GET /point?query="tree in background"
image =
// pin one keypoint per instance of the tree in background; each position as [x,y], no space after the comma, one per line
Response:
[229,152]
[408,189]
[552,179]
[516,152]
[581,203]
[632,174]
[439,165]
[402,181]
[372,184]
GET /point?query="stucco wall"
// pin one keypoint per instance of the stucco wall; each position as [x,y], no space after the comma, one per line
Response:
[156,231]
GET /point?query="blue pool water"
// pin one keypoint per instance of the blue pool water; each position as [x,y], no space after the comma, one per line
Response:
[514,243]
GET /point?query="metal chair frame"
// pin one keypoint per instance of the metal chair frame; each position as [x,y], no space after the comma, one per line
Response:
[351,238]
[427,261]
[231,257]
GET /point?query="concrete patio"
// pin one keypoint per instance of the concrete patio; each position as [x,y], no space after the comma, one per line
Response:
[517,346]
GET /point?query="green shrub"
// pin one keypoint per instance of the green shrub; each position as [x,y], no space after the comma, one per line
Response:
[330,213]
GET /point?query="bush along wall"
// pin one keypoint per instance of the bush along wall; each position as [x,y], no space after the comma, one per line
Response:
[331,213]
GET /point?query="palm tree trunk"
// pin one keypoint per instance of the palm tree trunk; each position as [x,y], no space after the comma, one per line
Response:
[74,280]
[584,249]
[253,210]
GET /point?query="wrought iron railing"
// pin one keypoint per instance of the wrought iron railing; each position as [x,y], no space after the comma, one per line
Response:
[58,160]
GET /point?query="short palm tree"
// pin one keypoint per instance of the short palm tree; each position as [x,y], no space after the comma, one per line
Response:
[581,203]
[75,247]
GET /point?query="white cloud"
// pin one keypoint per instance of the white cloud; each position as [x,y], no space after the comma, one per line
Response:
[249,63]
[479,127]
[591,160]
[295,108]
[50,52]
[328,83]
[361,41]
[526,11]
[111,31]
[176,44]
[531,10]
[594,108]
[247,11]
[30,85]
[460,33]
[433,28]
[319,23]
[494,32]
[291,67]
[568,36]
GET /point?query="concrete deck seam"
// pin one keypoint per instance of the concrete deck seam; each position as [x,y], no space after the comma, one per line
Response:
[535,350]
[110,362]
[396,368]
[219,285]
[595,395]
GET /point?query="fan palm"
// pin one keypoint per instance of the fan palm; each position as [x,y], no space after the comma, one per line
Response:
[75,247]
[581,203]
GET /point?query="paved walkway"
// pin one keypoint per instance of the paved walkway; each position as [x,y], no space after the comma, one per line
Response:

===============

DIRECTIVE: Restate the listing in full, word for word.

SOLUTION FOR THIS TASK:
GET /point?query="tree in background"
image =
// pin one keypoint per instance of the tree in background; each position as [x,y], no space after the comma, one per line
Response:
[229,152]
[408,189]
[552,179]
[516,152]
[581,203]
[632,174]
[439,165]
[402,181]
[372,184]
GET /point?query="stucco wall"
// pin one keypoint per instance of the stucco wall; each position as [x,y], no space after the comma, one per line
Response:
[156,231]
GET /point?query="blue pool water"
// pin one keypoint per instance of the blue pool water; each position as [x,y], no space after the comma, one per line
Response:
[514,243]
GET /point?query="metal chair frame"
// pin one keypoint per instance of the metal chair frame; each position as [x,y], no space after the comma, one per line
Response:
[351,238]
[427,261]
[231,257]
GET /point?query="concrete patio"
// pin one keypoint per instance of the concrete patio; each position as [x,y], no space after the comma, one per line
Response:
[517,346]
GET /point?query="green shrub"
// pin one keypoint per instance of the green shrub; each position as [x,y], no space after the comma, one per line
Response:
[330,213]
GET /point?query="bush along wall"
// pin one keypoint per instance of the bush along wall; each position as [x,y], no space after the comma, one per line
Response:
[331,213]
GET /point?query="palm tree trunk"
// pin one keypoint per instance of the palm tree trunk; each position as [x,y], no space after the comma, one per line
Response:
[74,280]
[584,249]
[253,210]
GET /point?query="wrought iron railing"
// pin one keypoint per instance of the wrought iron railing; each position as [x,y], no space after the comma, one per line
Response:
[58,160]
GET /point?query="short palm tree"
// pin one keypoint per instance of the short palm tree; each position as [x,y], no space after the comma, one per line
Response:
[581,203]
[75,247]
GET /point?query="white cloud"
// pin one keypoint per instance of the white cloud; each position as [x,y], no space after the comma, one per line
Response:
[249,63]
[479,127]
[591,160]
[295,108]
[50,52]
[328,83]
[361,41]
[526,11]
[111,31]
[176,44]
[531,10]
[594,108]
[247,11]
[30,85]
[460,33]
[433,28]
[319,23]
[494,32]
[291,67]
[568,36]
GET /point?query="concrete deck seam"
// pin one keypoint per instance of the concrete deck seam; each position as [x,y], no space after the comma, one per line
Response:
[535,350]
[110,362]
[396,368]
[219,285]
[595,395]
GET /point?query="fan palm"
// pin one keypoint per instance of the fan palm; each position as [x,y], no space after the comma, one per line
Response:
[75,247]
[581,203]
GET /point?query="paved walkway"
// pin one keypoint per instance of the paved walkway; each position as [x,y], no space after the comma, one per line
Response:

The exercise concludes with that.